__Aim of the exercise__
Here the job is to retype the data word for word while leaving the pictures aside.

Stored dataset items
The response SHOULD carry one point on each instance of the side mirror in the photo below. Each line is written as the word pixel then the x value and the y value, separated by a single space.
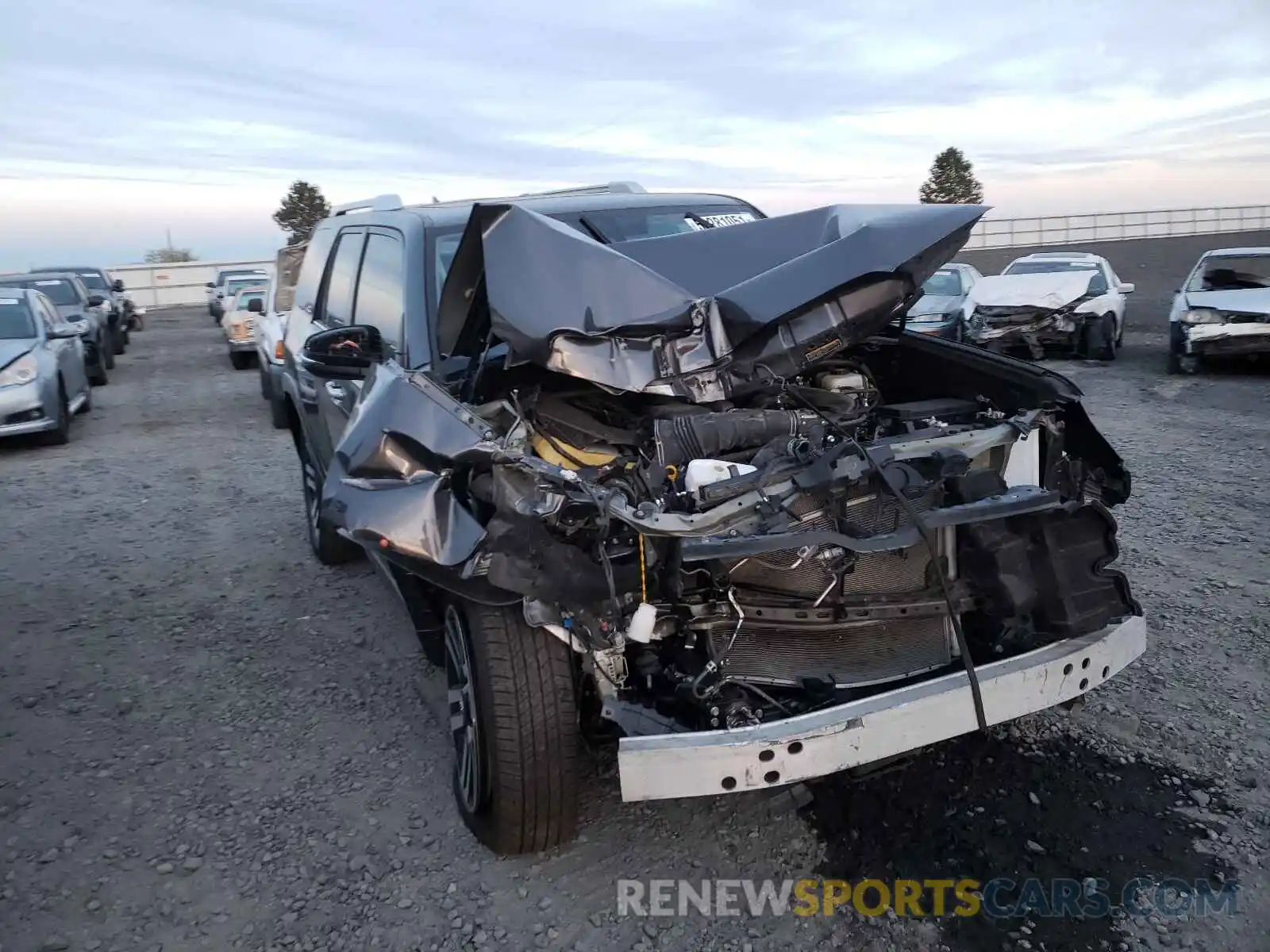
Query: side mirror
pixel 342 353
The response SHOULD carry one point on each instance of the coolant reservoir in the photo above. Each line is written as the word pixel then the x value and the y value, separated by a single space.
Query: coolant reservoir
pixel 846 382
pixel 702 473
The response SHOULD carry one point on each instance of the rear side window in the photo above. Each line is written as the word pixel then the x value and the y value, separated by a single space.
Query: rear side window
pixel 17 323
pixel 305 295
pixel 337 305
pixel 380 289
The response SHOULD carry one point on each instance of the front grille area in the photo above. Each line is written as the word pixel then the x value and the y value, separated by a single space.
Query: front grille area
pixel 876 573
pixel 785 638
pixel 854 654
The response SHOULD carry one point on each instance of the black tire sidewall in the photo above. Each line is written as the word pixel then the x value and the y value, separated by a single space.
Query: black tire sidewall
pixel 493 823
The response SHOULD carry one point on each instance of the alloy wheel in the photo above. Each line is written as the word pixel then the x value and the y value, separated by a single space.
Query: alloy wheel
pixel 464 725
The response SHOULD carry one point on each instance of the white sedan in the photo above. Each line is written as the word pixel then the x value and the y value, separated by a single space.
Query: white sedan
pixel 1223 309
pixel 1108 291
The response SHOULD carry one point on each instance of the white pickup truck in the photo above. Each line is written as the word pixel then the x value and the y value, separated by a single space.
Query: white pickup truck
pixel 219 289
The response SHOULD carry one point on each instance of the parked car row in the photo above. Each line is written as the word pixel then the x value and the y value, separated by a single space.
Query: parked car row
pixel 61 329
pixel 1071 302
pixel 656 466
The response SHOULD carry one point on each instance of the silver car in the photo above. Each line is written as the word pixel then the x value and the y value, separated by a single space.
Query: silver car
pixel 42 376
pixel 943 310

__Output of the exercise__
The response SHOULD carry one point on each instance of the side mirror in the photo below. Each line is written as the word pixel then the x value and the y value, separated by a single space.
Query: side mirror
pixel 342 353
The response SHOULD carry one point on each instance of the coolant reservoir in the photo above. Each line is written as the word pixel then the x value and the y value, separated by a single space.
Query: coolant reservoir
pixel 846 382
pixel 702 473
The response SHOULD carry one point on each instance of the rear side window in the photo above. Each line is written as the word pixel then the x value and the y value, separated by a single space.
Query: rear side window
pixel 17 323
pixel 305 295
pixel 337 305
pixel 380 289
The response SHOULD carry one point on each instance of the front grille area in the photo above. Each line is written as the word pixel then the x value and the y value, separated by a single space.
Query: front grille area
pixel 876 573
pixel 785 638
pixel 854 654
The response SHOULD carry one point on each instance of the black tire sidewall in the photo above. Each line is written as the word pixel then the x value and the y value, separated by a single space.
Query: black tire sidewall
pixel 493 823
The response SHOULD carry one point on each instance of the alloy wheel in the photo above. Each line is written as the word pixel then the x value and the y value, separated by a single space.
Query: alloy wheel
pixel 464 725
The response SHOULD carry one point on each instance of the white sedan in the photo above. Each line is written as the word pixel then the x value and the y value, separated by a single space.
Query: white sedan
pixel 1223 309
pixel 1108 291
The response SHOULD carry one point on each instance of the white pickup truck in the photo above. Each line is written as the word pixel then the x value and the y value, separated by a single space.
Query: white pickup truck
pixel 219 289
The response SHOULD carry one point on each instance of the parked car row in the photo above. Each line is written as the word pixel then the x value and the y value, separated by a single space.
Query: parked car row
pixel 61 329
pixel 1071 302
pixel 656 466
The response SHOULD carry one point on each instance of the silver car in the photo above. Each line is written as the word pixel then the x value and the y value, separated by a single space.
Query: silver car
pixel 42 376
pixel 943 310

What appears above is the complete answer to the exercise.